AIM OF THE TASK:
In the listing below, reproduce without changes the lines between the one holding "# segment --target butterfly eye" and the one holding "[[[56,105],[60,108],[65,107],[65,102],[62,99],[56,100]]]", inclusive.

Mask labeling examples

- - -

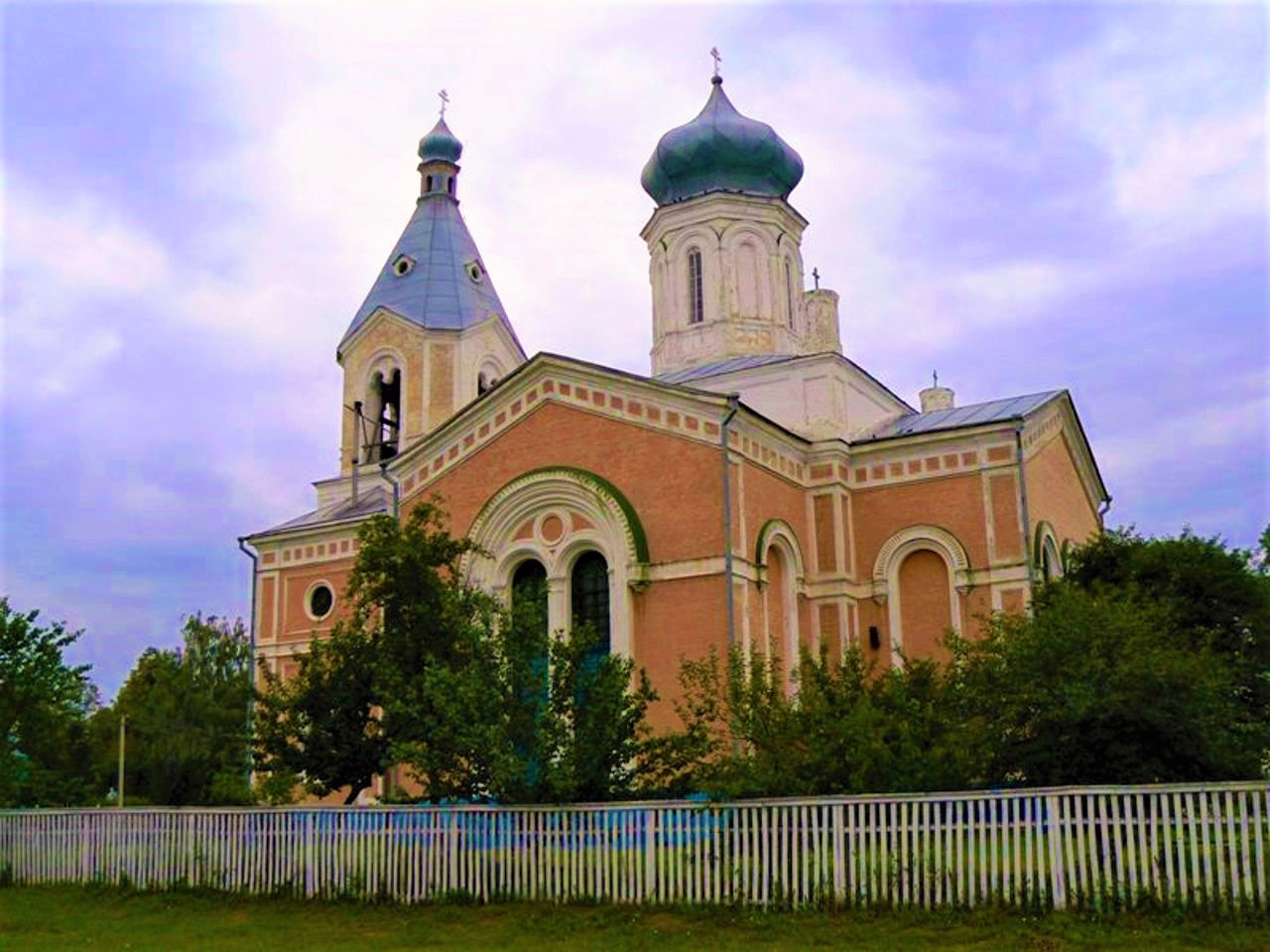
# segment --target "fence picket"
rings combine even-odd
[[[1266,908],[1270,784],[566,807],[0,811],[19,883],[489,902]],[[1201,871],[1203,869],[1203,871]]]

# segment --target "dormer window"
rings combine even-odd
[[[701,251],[688,249],[688,324],[705,320],[705,296],[701,288]]]
[[[484,396],[503,378],[503,371],[495,366],[491,360],[481,364],[480,372],[476,374],[476,396]]]

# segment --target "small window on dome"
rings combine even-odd
[[[701,293],[701,251],[688,249],[688,324],[705,320],[705,298]]]
[[[789,259],[785,261],[785,310],[789,316],[790,330],[794,329],[794,274],[790,270]]]

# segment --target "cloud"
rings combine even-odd
[[[526,348],[646,371],[639,173],[705,102],[711,44],[737,107],[805,160],[804,260],[842,294],[848,355],[906,392],[937,366],[982,399],[1097,373],[1082,418],[1118,509],[1165,498],[1179,447],[1233,458],[1266,410],[1209,386],[1218,352],[1222,373],[1264,373],[1229,343],[1256,305],[1228,274],[1236,251],[1264,274],[1264,249],[1223,231],[1264,230],[1264,29],[1226,8],[897,9],[681,6],[667,29],[646,6],[230,6],[197,43],[156,41],[147,81],[189,90],[190,128],[227,129],[170,183],[140,201],[38,156],[5,170],[5,449],[43,451],[4,473],[3,561],[38,539],[8,581],[67,605],[102,656],[175,637],[184,611],[245,611],[234,537],[335,472],[334,349],[414,209],[441,86],[462,212]],[[993,58],[1007,27],[1034,62]],[[109,161],[79,145],[58,155]],[[1232,315],[1220,341],[1204,308]],[[90,603],[93,579],[117,599]]]
[[[1050,70],[1060,114],[1109,164],[1114,209],[1151,242],[1264,216],[1264,11],[1142,13],[1137,29],[1111,23]]]

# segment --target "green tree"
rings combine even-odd
[[[0,805],[57,806],[89,793],[85,717],[97,703],[88,665],[69,665],[81,632],[36,623],[0,598]]]
[[[1100,589],[1101,586],[1095,586]],[[1147,783],[1256,777],[1267,725],[1237,664],[1173,607],[1052,585],[1030,616],[996,614],[958,646],[997,782]]]
[[[382,773],[387,739],[377,717],[378,654],[372,636],[338,623],[301,655],[291,680],[260,665],[255,755],[267,798],[288,801],[298,783],[316,796],[347,787],[344,802],[352,803]]]
[[[179,649],[147,649],[114,703],[94,716],[98,776],[113,783],[127,716],[127,800],[170,806],[250,802],[250,641],[237,621],[185,619]]]
[[[427,800],[629,791],[655,697],[629,661],[597,658],[583,627],[549,635],[540,598],[507,608],[466,585],[461,560],[478,550],[448,534],[436,501],[405,522],[370,519],[359,541],[337,646],[292,685],[267,682],[258,751],[282,782],[364,786],[368,769],[396,763]],[[343,759],[318,750],[335,737]]]

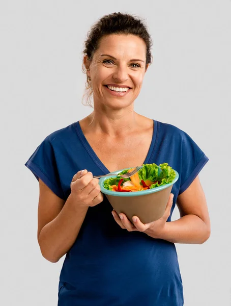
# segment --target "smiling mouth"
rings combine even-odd
[[[129,89],[131,89],[131,87],[120,87],[119,86],[115,87],[115,86],[111,86],[110,85],[104,85],[108,89],[111,90],[111,91],[114,91],[115,92],[126,92]]]

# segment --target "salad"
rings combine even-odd
[[[118,174],[124,174],[134,169],[127,169]],[[141,191],[170,183],[176,175],[175,171],[167,163],[160,164],[159,167],[156,164],[143,164],[141,169],[128,178],[117,176],[105,180],[104,187],[112,191]]]

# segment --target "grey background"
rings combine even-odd
[[[24,164],[46,136],[92,112],[81,103],[83,43],[118,11],[146,19],[154,42],[135,111],[185,131],[210,158],[199,177],[211,237],[176,245],[185,305],[231,305],[229,0],[1,2],[1,305],[57,304],[64,257],[40,253],[39,185]]]

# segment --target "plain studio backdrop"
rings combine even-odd
[[[92,112],[81,104],[83,42],[119,11],[145,19],[153,40],[135,111],[183,130],[210,159],[199,177],[211,237],[176,244],[185,305],[231,305],[231,1],[21,0],[0,4],[3,306],[57,304],[65,257],[53,264],[40,253],[39,184],[24,164],[48,135]]]

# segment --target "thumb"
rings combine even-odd
[[[80,178],[84,175],[88,173],[88,170],[85,169],[84,170],[81,170],[79,171],[76,173],[74,176],[73,177],[72,182],[75,182],[78,178]]]
[[[164,214],[163,216],[163,218],[166,219],[166,220],[167,220],[168,217],[170,216],[170,214],[171,213],[171,208],[172,206],[174,197],[174,194],[173,193],[170,193],[167,203],[165,211],[164,212]]]

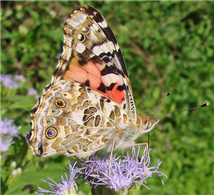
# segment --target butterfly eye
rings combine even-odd
[[[49,139],[53,139],[57,136],[57,130],[53,127],[46,129],[46,137]]]
[[[56,105],[60,108],[65,107],[65,102],[62,99],[56,100]]]

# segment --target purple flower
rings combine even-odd
[[[28,90],[28,95],[37,95],[37,94],[38,94],[37,91],[35,89],[33,89],[33,88],[30,88]]]
[[[114,189],[116,192],[120,190],[126,191],[135,183],[141,184],[147,187],[146,179],[152,177],[152,174],[156,174],[160,177],[162,184],[163,180],[161,176],[166,176],[165,174],[157,171],[161,162],[158,162],[157,167],[149,167],[150,157],[147,154],[141,157],[141,160],[138,160],[139,150],[136,152],[136,149],[133,148],[132,155],[124,154],[119,157],[113,156],[111,159],[111,168],[110,168],[110,178],[109,178],[109,157],[104,156],[101,158],[95,158],[92,156],[90,160],[84,162],[85,169],[85,178],[90,178],[89,183],[94,185],[106,185],[107,188]],[[144,162],[144,159],[146,161]],[[166,176],[167,177],[167,176]],[[147,187],[148,188],[148,187]]]
[[[2,119],[0,117],[0,135],[10,135],[10,136],[16,136],[18,137],[18,130],[20,129],[20,126],[17,127],[13,124],[14,120],[10,119]]]
[[[21,74],[20,75],[15,75],[14,79],[15,80],[20,80],[21,82],[25,82],[26,81],[25,77],[23,75],[21,75]]]
[[[48,194],[55,194],[55,195],[61,195],[61,194],[73,194],[73,195],[77,195],[76,190],[77,190],[77,184],[75,182],[75,179],[77,179],[76,174],[80,173],[81,169],[79,168],[74,168],[76,163],[74,163],[73,166],[71,166],[70,162],[68,162],[69,165],[69,177],[67,176],[67,174],[65,173],[65,179],[63,176],[61,176],[62,178],[62,183],[56,183],[54,180],[52,180],[51,178],[48,177],[49,180],[52,181],[52,183],[47,182],[45,180],[45,183],[47,183],[51,189],[50,190],[45,190],[42,189],[40,187],[38,187],[39,189],[39,193],[48,193]],[[38,193],[36,193],[38,194]]]
[[[1,74],[0,81],[3,83],[4,87],[10,89],[16,89],[19,87],[19,84],[9,74]]]
[[[12,138],[8,135],[4,136],[4,138],[0,138],[0,153],[7,152],[9,147],[15,143],[12,141]]]

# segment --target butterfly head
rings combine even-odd
[[[151,116],[137,114],[138,131],[136,132],[136,138],[151,131],[159,121],[160,119],[154,119]]]

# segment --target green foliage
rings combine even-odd
[[[154,114],[210,102],[206,108],[160,116],[150,133],[151,164],[156,166],[160,159],[159,170],[168,179],[164,186],[159,178],[148,179],[150,191],[141,187],[142,194],[212,194],[213,2],[5,1],[0,15],[1,73],[22,74],[27,81],[13,92],[1,87],[2,116],[22,126],[20,135],[29,132],[29,110],[36,99],[27,90],[35,88],[41,94],[50,82],[62,52],[64,22],[86,3],[104,15],[117,37],[139,113],[151,113],[168,91],[172,95]],[[39,159],[32,156],[24,138],[17,139],[2,161],[1,185],[9,164],[16,161],[22,173],[8,194],[33,194],[37,186],[47,189],[40,179],[49,176],[59,182],[67,160]],[[88,186],[80,189],[90,194]]]

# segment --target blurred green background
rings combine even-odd
[[[30,131],[29,110],[36,99],[26,96],[26,88],[41,94],[50,82],[62,52],[63,25],[85,4],[101,12],[117,38],[139,113],[150,114],[168,91],[171,96],[154,115],[210,103],[158,116],[161,121],[150,133],[151,165],[160,159],[159,171],[168,179],[163,178],[164,186],[156,175],[147,179],[150,191],[142,187],[142,194],[214,194],[213,1],[3,1],[1,73],[22,74],[27,81],[16,94],[2,94],[2,116],[15,119],[20,134]],[[7,160],[22,168],[9,194],[33,194],[37,186],[48,189],[40,179],[61,181],[68,158],[40,159],[17,139]],[[89,188],[80,187],[85,194]]]

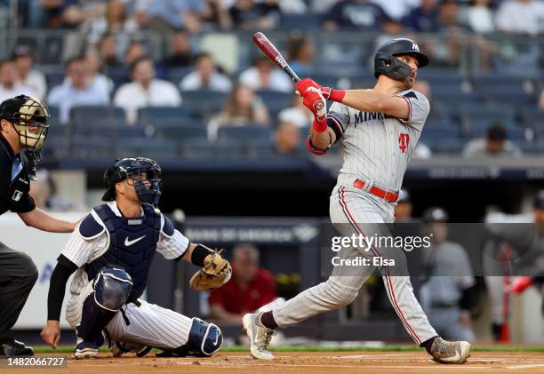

- - -

FULL OUTPUT:
# segment --target butterfly eye
rings combine even-odd
[[[49,139],[53,139],[57,136],[57,130],[53,127],[46,129],[46,137]]]
[[[56,105],[60,108],[65,107],[65,102],[62,99],[56,100]]]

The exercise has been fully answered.